Turn the rows below into a JSON list of strings, with one string for each line and no blank lines. Leave the pictures out of the list.

Some rows:
[START]

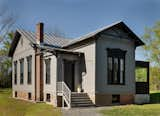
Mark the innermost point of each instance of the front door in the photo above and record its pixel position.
(69, 73)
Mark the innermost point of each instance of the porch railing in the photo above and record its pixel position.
(65, 91)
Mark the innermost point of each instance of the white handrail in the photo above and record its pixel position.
(63, 88)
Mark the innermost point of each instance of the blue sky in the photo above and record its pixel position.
(78, 17)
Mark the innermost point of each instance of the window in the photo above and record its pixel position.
(21, 71)
(29, 96)
(47, 62)
(116, 66)
(48, 97)
(15, 94)
(15, 72)
(29, 69)
(115, 98)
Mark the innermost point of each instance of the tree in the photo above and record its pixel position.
(152, 41)
(151, 38)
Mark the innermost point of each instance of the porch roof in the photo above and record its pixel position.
(54, 49)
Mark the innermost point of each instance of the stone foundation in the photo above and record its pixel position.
(53, 100)
(142, 98)
(106, 99)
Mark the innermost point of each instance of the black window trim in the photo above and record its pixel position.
(29, 58)
(120, 54)
(46, 81)
(21, 82)
(15, 72)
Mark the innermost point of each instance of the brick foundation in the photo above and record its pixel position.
(106, 99)
(103, 99)
(22, 95)
(127, 99)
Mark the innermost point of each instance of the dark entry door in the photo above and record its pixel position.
(69, 74)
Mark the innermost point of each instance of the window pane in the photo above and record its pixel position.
(115, 79)
(110, 63)
(29, 62)
(110, 69)
(122, 64)
(141, 74)
(121, 70)
(15, 72)
(21, 70)
(121, 76)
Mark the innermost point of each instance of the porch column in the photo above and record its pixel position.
(77, 76)
(60, 68)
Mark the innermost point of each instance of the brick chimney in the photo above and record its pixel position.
(39, 32)
(39, 64)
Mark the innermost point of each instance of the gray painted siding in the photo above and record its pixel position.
(51, 88)
(88, 79)
(22, 51)
(101, 65)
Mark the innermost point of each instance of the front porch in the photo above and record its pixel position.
(69, 81)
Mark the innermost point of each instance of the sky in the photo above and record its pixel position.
(78, 17)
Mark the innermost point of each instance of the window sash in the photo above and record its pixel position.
(15, 72)
(29, 63)
(116, 66)
(48, 76)
(21, 71)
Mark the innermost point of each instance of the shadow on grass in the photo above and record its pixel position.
(155, 97)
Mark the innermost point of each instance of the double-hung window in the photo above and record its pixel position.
(116, 66)
(21, 71)
(29, 71)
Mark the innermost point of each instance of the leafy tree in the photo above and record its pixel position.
(5, 62)
(151, 38)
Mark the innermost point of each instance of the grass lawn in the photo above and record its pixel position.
(136, 110)
(12, 107)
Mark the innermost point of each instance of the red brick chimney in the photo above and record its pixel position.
(39, 32)
(39, 64)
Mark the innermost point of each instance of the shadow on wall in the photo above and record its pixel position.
(155, 97)
(83, 66)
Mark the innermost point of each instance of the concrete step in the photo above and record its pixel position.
(81, 100)
(82, 105)
(74, 100)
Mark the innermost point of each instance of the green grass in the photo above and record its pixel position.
(137, 110)
(13, 107)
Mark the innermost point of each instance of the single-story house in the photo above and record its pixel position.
(97, 69)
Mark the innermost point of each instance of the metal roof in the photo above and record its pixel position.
(118, 23)
(49, 38)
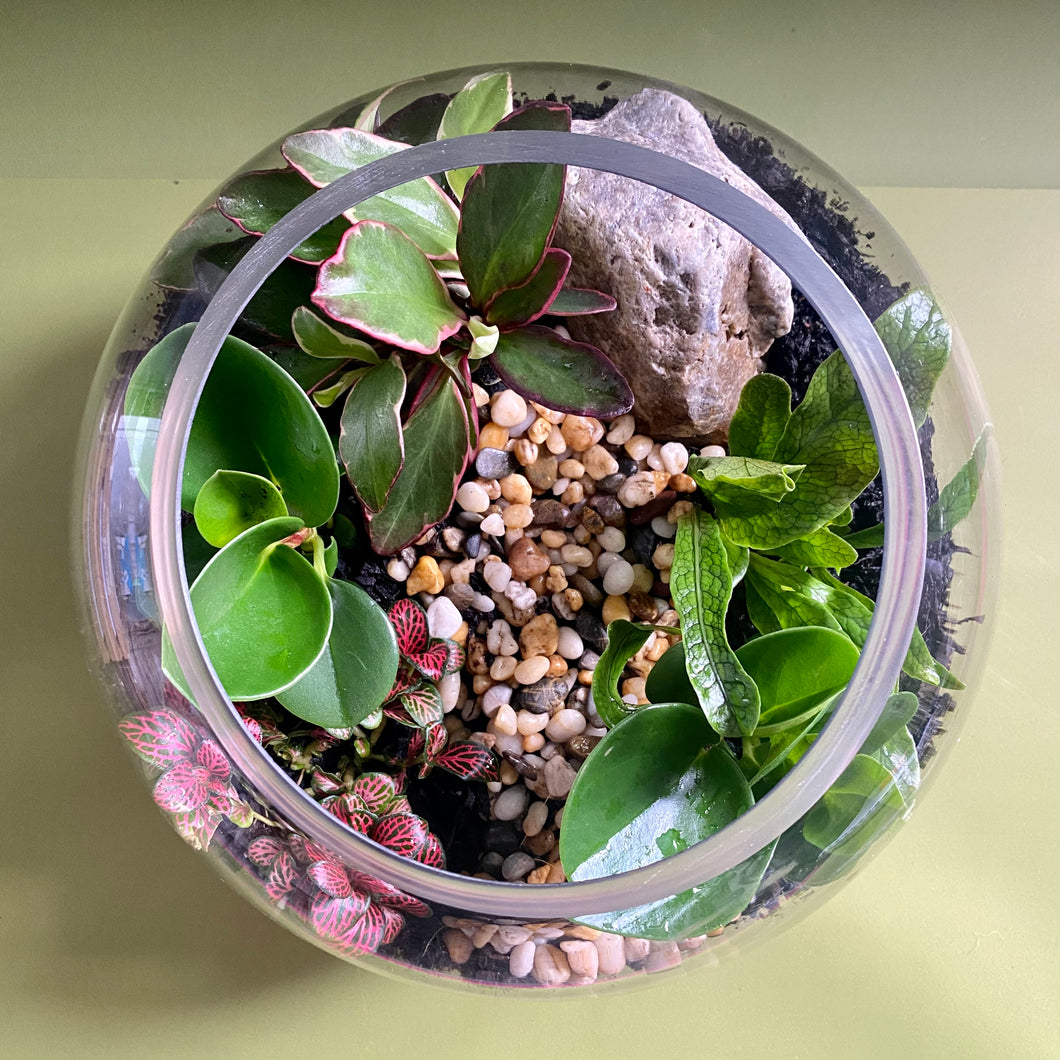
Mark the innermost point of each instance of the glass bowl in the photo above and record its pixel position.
(340, 832)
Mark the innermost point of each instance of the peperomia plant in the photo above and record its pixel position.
(773, 519)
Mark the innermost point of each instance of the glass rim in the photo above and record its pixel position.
(901, 579)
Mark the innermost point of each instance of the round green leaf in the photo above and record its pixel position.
(356, 670)
(796, 670)
(231, 501)
(263, 612)
(650, 789)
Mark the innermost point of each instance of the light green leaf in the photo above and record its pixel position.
(356, 670)
(701, 583)
(381, 283)
(231, 501)
(476, 108)
(419, 208)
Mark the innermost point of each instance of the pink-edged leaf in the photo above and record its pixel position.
(197, 827)
(470, 761)
(433, 660)
(282, 878)
(580, 301)
(409, 621)
(561, 374)
(160, 737)
(331, 878)
(335, 918)
(433, 853)
(376, 791)
(422, 495)
(423, 705)
(381, 283)
(405, 833)
(213, 760)
(528, 301)
(182, 789)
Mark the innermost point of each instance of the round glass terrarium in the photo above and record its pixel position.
(595, 681)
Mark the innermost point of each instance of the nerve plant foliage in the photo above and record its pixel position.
(389, 308)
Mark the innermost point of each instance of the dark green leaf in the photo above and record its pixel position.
(795, 671)
(357, 669)
(509, 211)
(255, 201)
(436, 447)
(701, 583)
(381, 283)
(648, 791)
(519, 305)
(761, 417)
(371, 443)
(264, 613)
(231, 501)
(561, 374)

[END]

Correct output:
[
  "Mark the innermost point of each instance of the front door in the photo above and record its pixel position.",
  "(69, 73)",
  "Mark the innermost point of each instance of the porch railing in the photo above and record its pixel position.",
  "(65, 91)",
  "Mark the innermost point of each instance of the white handrail in the photo above and record its pixel position.",
  "(63, 88)",
  "Mark the innermost point of each instance of the blue sky in the photo above and record its pixel position.",
  "(78, 17)",
  "Mark the innermost point of each instance of the window in the photo above and record its pixel position.",
  "(21, 71)",
  "(29, 96)",
  "(47, 62)",
  "(116, 66)",
  "(48, 97)",
  "(15, 94)",
  "(15, 72)",
  "(29, 69)",
  "(115, 98)",
  "Mark the innermost point of each instance of the tree in the photo above and record its pixel position.",
  "(152, 41)",
  "(151, 38)",
  "Mark the innermost point of each instance of the porch roof in the photo above and record its pixel position.",
  "(54, 49)",
  "Mark the innermost point of each instance of the stone foundation in the photo above and record its pixel position.",
  "(53, 100)",
  "(142, 98)",
  "(106, 99)",
  "Mark the innermost point of each instance of the black window trim in the photo above and record its pixel position.",
  "(29, 58)",
  "(120, 54)",
  "(46, 81)",
  "(21, 82)",
  "(15, 72)",
  "Mark the innermost point of each instance of the brick foundation in the photo above and record its pixel position.",
  "(106, 99)",
  "(103, 99)",
  "(22, 95)",
  "(127, 99)",
  "Mark the innermost point of each instance of the dark entry door in the photo above and record its pixel position.",
  "(69, 74)",
  "Mark the innermost point of each instance of the window pane in the photo above and record its pixel position.",
  "(115, 79)",
  "(110, 63)",
  "(29, 62)",
  "(110, 69)",
  "(122, 64)",
  "(141, 74)",
  "(121, 70)",
  "(15, 72)",
  "(21, 70)",
  "(121, 76)",
  "Mark the innermost point of each instance of the porch column in the photo above and record its pixel position.",
  "(77, 76)",
  "(60, 68)",
  "Mark the innermost point of each instance of the brick chimney in the photo above and record its pixel position.",
  "(39, 32)",
  "(39, 64)",
  "Mark the innermost point of each instance of the gray painted siding in the photo above and record its pixel position.",
  "(51, 88)",
  "(88, 79)",
  "(22, 51)",
  "(101, 65)",
  "Mark the innermost point of each instance of the front porch in the photo above and record its pixel position.",
  "(69, 81)",
  "Mark the innermost point of each instance of the sky in the photo above and record its pixel position.",
  "(78, 17)",
  "Mark the innermost point of each instance of the window sash in the photo above and record its pixel position.",
  "(15, 72)",
  "(29, 63)",
  "(116, 66)",
  "(48, 76)",
  "(21, 71)",
  "Mark the innermost point of each instance of the shadow on grass in the photo above and record its pixel position.",
  "(155, 97)",
  "Mark the innermost point of each instance of the double-hung window in the photo above and record its pixel position.",
  "(116, 66)",
  "(21, 71)",
  "(29, 71)",
  "Mark the innermost point of each instance of the leafy tree in the photo above and record its pixel position.",
  "(5, 62)",
  "(151, 38)",
  "Mark the innermost point of each instance of the grass lawn in the photo above and record its pixel position.",
  "(136, 110)",
  "(12, 107)",
  "Mark the innermost point of each instance of the red brick chimney in the photo above and record its pixel position.",
  "(39, 32)",
  "(39, 64)",
  "Mark the innermost point of each instance of the shadow on wall in the photo above and record its pixel position.",
  "(155, 97)",
  "(83, 66)",
  "Mark the innermost point of each instance of the concrete step in the photo above and record its pixel position.",
  "(81, 100)",
  "(82, 105)",
  "(74, 100)",
  "Mark the innermost point of each instance of the green grass in the photo above and record its pixel position.",
  "(137, 110)",
  "(13, 107)",
  "Mark the innermost point of each instance of the single-story house in the photo above and record its pixel position.",
  "(97, 69)",
  "Mark the innermost point of each instance of the metal roof in the photo above and record its pixel position.",
  "(118, 23)",
  "(49, 38)",
  "Mark the innermost point of each instance of the glass bowl in the photo above and record its pixel position.",
  "(340, 832)",
  "Mark the innermost point of each instance of the peperomia plant in the photo above and record its pixel position.",
  "(773, 519)",
  "Mark the innermost point of each instance of the glass rim in the photo above and record its pixel position.",
  "(901, 579)",
  "Mark the innermost point of each instance of the round green leaf in the photo above and record its pixel position.",
  "(356, 670)",
  "(796, 670)",
  "(231, 501)",
  "(263, 612)",
  "(650, 789)",
  "Mark the innermost point of each instance of the light green leaf in the photo above and record its pixel position.",
  "(356, 670)",
  "(701, 583)",
  "(381, 283)",
  "(231, 501)",
  "(476, 108)",
  "(419, 208)",
  "Mark the innermost point of each instance of the pink-edged leaf in the photo above and record its pixel position.",
  "(197, 827)",
  "(470, 761)",
  "(433, 660)",
  "(282, 878)",
  "(580, 301)",
  "(409, 621)",
  "(561, 374)",
  "(160, 737)",
  "(331, 878)",
  "(335, 918)",
  "(433, 853)",
  "(376, 791)",
  "(422, 495)",
  "(423, 705)",
  "(381, 283)",
  "(405, 833)",
  "(213, 760)",
  "(528, 301)",
  "(182, 789)",
  "Mark the innermost point of each instance of the round glass terrarium in the photo above and record its pixel position.",
  "(595, 681)",
  "Mark the innermost point of each instance of the nerve plant foliage in the photo above and record its pixel position.",
  "(389, 308)",
  "Mark the innermost point of each instance of the dark green leaf in the photo above and record its pixel position.",
  "(795, 671)",
  "(357, 669)",
  "(509, 211)",
  "(255, 201)",
  "(436, 447)",
  "(701, 583)",
  "(381, 283)",
  "(648, 791)",
  "(519, 305)",
  "(761, 417)",
  "(371, 443)",
  "(264, 613)",
  "(231, 501)",
  "(561, 374)"
]